* _PASSAGE SHOWN_
----

I followed the couple down the steep track descending through native bush in the southern side if a Kauri Mountain, bidding them farewell when we reached the car park near the bottom. From here the trail follows a gravel road through farmland to the coast. From here I could see cattle on the road below so I stopped to break out my hiking poles, which I figure would serve as makeshift cattle prods should the animals prove too inquisitive. (Incidentally, the poles proved invaluable during the first week if this walk, helping me steady my weight and keep my footing as I got used to the weight of my pack. I use them less now, but they still come in handy on boggy ground and steep slopes, where they help you steady yourself and take a lot of the weight off your knees).
Moving on I came round a corner to find the cattle had scarpered and that there was an increasingly loud buzzing noise reverberating up the track. On the left stood a number of beehives, and above these was a swirling cloud of thousands of swarming bees. I stopped and took stock; had one of the cattle kicked one of the hives?! There wasn't any obvious signs of damage, but for whatever reason the bees were in uproar, the vast majority buzzing away in the main swarm while a few hundred others were flying randomly around and across the road or crawling through the grass growing on either side. Not sure what else to do I very slowly and carefully walked on along the shoulder if the road farthest from the hives and the swarm, taking extreme care not to step on any of the bees furiously crawling all over the grass at my feet. The last thing I wanted to do was for one to send out distress pheromones and bring the whole swarm down upon me!
Within several meters I had passed the swarm and picked up the pace as the ground became bee-free. One stray bee was determined to buzz in my face for a few extra meters before going on his way and allowing me to go on mine in peace.
Relieved and pleased to have cleared that hurdle I then noticed that the fenceline running along the road was in a state of extreme disrepair. The cattle I had seen now grazed in the paddock beyond, having obviously made their way through one if the many large gaps in the loosely ganging wire. Down the road a bit further there was no wire at all, only a lonely line of empty fence posts. I started hoping that I wouldn't come round the corner to find a whole herd blocking the road...
A few corners on I found not a herd but an enormous bull, two enormous bulls to be exact, standing idly just to one side of the road, with nothing but a stray fencing wire to restrain them. I looked at them and they looked at me. They seemed faintly interested but not really perturbed by my presence so I moved slowly and cautiously closer, walking as far to one side (the far side!) of the road as I could, whilst being careful not to look them in the eye (though my peripheral vision never let them out of my sight). I have no idea if this was warranted since I know next to nothing about cattle, but it seemed the thing to do at the time and I was able to go on my way without either animal raising a single cloven hoof. Unfortunately the same couldn't be said for the groups of young steers I met around the next bend.
Most of these more active animals seemed content to keep grazing and one even cleared off the road as I approached, but a feisty black and white one to one side did the while snort and stomp think. He was half the size of the bulls I'd just passed, but still he was no calf and I had no desire to instigate any kind of head on collision. Private property be damned, if the farmer isn't going to maintain a proper fence I reserve the right to divert across his paddock to avoid his livestock...which is exactly what I did, looping back to the road once I was well shot of the stubborn animal. Once I had passed, the beast lay down where he had stood and presumsbly spent a merry afternoon chewing the cud and musing on the effectiveness of his intimidation tactics on wary solo hikers.

----

* _DATA EXTRACT_
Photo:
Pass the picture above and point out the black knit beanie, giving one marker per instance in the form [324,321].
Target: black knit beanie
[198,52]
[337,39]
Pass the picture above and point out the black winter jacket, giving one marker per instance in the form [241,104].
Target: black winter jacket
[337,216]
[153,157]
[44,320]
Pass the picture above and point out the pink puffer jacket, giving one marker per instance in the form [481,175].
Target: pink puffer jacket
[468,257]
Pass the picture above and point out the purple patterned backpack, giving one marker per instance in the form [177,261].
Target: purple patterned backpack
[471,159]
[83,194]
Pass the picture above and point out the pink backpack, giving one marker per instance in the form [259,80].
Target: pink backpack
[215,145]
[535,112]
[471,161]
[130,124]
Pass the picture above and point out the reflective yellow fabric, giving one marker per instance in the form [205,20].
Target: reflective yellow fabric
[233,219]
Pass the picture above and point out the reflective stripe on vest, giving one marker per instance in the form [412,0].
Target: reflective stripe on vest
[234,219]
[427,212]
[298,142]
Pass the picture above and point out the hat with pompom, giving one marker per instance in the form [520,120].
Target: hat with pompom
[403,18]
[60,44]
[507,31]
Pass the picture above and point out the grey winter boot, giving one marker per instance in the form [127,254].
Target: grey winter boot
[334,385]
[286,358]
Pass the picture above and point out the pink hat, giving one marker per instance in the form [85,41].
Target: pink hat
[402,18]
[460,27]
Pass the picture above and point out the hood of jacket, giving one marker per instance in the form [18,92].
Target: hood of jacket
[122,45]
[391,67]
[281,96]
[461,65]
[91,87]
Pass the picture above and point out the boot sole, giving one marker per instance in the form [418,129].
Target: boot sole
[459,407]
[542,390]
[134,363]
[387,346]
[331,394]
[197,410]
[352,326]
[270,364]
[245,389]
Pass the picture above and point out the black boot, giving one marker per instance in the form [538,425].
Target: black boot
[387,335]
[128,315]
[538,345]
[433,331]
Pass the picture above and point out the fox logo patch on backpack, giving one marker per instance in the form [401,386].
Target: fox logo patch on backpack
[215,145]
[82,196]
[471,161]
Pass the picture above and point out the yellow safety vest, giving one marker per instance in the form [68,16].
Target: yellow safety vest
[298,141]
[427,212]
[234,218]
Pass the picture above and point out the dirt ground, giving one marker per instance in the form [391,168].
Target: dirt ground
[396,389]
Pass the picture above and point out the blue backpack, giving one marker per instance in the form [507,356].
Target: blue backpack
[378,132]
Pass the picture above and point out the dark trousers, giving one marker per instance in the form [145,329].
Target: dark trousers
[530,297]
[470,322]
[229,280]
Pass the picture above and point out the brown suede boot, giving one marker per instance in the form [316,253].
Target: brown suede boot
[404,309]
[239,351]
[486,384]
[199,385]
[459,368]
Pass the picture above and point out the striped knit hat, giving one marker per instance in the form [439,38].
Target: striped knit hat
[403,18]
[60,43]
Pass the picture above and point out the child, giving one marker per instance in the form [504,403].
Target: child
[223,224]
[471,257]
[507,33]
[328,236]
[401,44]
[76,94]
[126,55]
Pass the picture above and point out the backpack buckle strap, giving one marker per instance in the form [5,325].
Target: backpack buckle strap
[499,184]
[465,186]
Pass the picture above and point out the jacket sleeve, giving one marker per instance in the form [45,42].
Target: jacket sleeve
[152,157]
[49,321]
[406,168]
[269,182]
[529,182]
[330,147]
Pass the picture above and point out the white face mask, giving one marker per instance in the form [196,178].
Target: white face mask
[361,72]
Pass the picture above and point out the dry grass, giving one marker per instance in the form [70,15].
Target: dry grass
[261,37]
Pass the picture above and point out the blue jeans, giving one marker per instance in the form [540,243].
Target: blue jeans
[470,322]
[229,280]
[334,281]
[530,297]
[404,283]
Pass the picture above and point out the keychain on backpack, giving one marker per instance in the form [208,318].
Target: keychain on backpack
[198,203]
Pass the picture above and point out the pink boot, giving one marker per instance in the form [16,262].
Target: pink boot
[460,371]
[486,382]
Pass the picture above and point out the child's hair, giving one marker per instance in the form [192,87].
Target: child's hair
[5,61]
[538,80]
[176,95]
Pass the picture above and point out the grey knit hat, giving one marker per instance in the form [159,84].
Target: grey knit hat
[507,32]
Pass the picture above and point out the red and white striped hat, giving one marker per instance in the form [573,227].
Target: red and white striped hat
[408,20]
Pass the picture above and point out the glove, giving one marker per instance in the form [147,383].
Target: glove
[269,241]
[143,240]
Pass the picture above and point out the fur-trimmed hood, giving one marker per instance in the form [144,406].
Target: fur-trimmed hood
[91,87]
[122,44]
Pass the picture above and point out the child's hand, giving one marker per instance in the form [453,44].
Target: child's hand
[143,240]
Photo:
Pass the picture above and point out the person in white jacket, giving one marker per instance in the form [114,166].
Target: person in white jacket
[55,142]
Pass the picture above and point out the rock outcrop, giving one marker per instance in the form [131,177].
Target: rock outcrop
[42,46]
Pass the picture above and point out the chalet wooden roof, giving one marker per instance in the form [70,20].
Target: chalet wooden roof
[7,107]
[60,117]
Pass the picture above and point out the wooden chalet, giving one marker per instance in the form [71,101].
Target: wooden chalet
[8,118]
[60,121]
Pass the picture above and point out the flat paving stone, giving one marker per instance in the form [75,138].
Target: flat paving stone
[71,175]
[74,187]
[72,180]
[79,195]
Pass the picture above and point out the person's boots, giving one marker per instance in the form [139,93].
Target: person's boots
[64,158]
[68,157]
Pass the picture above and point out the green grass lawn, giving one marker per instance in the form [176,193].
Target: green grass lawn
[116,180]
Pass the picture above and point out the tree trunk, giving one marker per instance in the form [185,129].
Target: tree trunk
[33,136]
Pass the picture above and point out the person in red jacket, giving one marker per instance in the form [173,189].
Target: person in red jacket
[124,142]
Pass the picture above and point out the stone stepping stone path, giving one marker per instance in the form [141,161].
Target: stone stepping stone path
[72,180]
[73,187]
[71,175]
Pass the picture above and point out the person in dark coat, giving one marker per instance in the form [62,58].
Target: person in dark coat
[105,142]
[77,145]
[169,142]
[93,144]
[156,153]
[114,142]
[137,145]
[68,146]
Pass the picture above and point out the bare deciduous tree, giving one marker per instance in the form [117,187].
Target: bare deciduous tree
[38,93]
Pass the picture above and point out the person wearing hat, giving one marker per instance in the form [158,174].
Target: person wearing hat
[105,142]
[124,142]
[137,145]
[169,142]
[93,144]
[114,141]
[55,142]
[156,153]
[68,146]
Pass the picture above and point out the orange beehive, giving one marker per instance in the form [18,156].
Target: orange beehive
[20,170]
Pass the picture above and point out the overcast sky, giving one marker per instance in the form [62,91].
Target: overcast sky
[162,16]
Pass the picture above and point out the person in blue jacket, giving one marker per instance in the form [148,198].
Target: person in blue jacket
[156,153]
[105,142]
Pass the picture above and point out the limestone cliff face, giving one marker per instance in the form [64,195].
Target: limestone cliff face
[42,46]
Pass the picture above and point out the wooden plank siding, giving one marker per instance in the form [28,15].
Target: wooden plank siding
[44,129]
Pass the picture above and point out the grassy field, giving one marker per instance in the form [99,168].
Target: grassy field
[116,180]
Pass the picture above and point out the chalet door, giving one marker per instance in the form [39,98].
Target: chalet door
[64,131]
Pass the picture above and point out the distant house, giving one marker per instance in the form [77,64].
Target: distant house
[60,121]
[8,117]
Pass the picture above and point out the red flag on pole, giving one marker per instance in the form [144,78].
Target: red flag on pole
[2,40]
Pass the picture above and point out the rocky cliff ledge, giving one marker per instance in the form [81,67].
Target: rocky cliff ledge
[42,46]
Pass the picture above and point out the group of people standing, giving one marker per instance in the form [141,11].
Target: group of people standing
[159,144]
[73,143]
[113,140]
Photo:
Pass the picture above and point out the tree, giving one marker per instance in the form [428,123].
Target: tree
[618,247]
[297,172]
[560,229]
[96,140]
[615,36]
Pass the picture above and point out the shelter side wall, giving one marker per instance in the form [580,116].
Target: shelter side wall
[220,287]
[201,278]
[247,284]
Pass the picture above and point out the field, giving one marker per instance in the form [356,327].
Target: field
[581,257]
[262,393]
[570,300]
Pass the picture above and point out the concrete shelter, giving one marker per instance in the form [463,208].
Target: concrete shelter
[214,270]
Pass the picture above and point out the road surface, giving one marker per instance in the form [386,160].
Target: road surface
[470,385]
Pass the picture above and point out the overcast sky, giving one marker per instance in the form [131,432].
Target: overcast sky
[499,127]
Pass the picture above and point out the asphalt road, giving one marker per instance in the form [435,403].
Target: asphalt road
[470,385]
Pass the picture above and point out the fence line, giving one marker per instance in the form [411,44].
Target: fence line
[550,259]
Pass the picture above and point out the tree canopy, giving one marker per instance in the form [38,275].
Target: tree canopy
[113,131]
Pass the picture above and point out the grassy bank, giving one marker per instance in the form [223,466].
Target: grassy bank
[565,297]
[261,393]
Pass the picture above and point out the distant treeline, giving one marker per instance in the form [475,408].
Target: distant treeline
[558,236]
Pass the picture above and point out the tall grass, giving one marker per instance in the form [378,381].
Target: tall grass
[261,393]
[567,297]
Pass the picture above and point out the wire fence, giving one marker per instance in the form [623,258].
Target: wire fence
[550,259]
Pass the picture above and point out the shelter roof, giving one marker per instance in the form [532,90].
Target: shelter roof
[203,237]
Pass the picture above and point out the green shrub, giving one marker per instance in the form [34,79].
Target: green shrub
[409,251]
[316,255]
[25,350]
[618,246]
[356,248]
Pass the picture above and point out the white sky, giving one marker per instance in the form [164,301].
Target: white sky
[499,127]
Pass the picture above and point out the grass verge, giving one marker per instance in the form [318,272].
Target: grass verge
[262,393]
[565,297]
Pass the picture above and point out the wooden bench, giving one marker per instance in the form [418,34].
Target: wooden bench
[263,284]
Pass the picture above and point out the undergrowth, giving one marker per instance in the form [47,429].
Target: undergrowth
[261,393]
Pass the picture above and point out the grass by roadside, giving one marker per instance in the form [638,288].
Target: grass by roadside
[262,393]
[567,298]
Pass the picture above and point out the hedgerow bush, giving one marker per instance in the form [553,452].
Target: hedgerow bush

----

* _STATED TASK 1_
Extract every line of the records that contains the string "trunk", matching case exactly.
* _STATED TASK 2_
Go on with the hiking account past the cattle, picking up after its last sentence.
The records have no connection to the hiking account.

* _EXPECTED ANSWER 1_
Pass the picture above and point out the tree trunk, giving one marker per instance in the form [185,129].
Target: tree trunk

* _EXPECTED ANSWER 2_
Shortly after this encounter the road mercifully reached the coast. Passing by a random parked ute that had a grey, black and dark green fern-cammo paint job, it was a short rock hop down to the beach. Not far along was a knee-deep stream crossing which I boldly waded through, only thinking afterwards that it might have been an idea to take off my boots and socks first. Undetered I squelched off a few hundred meters down the beach, passed a flock of dotterels(?), before flopping down on the sand to have a late lunch. Ramming my hiking poles into the sand I stuck my boots over the handles and hung my wrung out socks from the laces, hoping the light breeze might do something to dry them in the overcast weather...which it did, maybe a little...or at least gravity got rid if several drips.
I hadn't been there long when I thought I might get some company as a family appeared, walking along the beach. However they baulked at the stream crossing and turned back so I was left to myself on the beach with the birds.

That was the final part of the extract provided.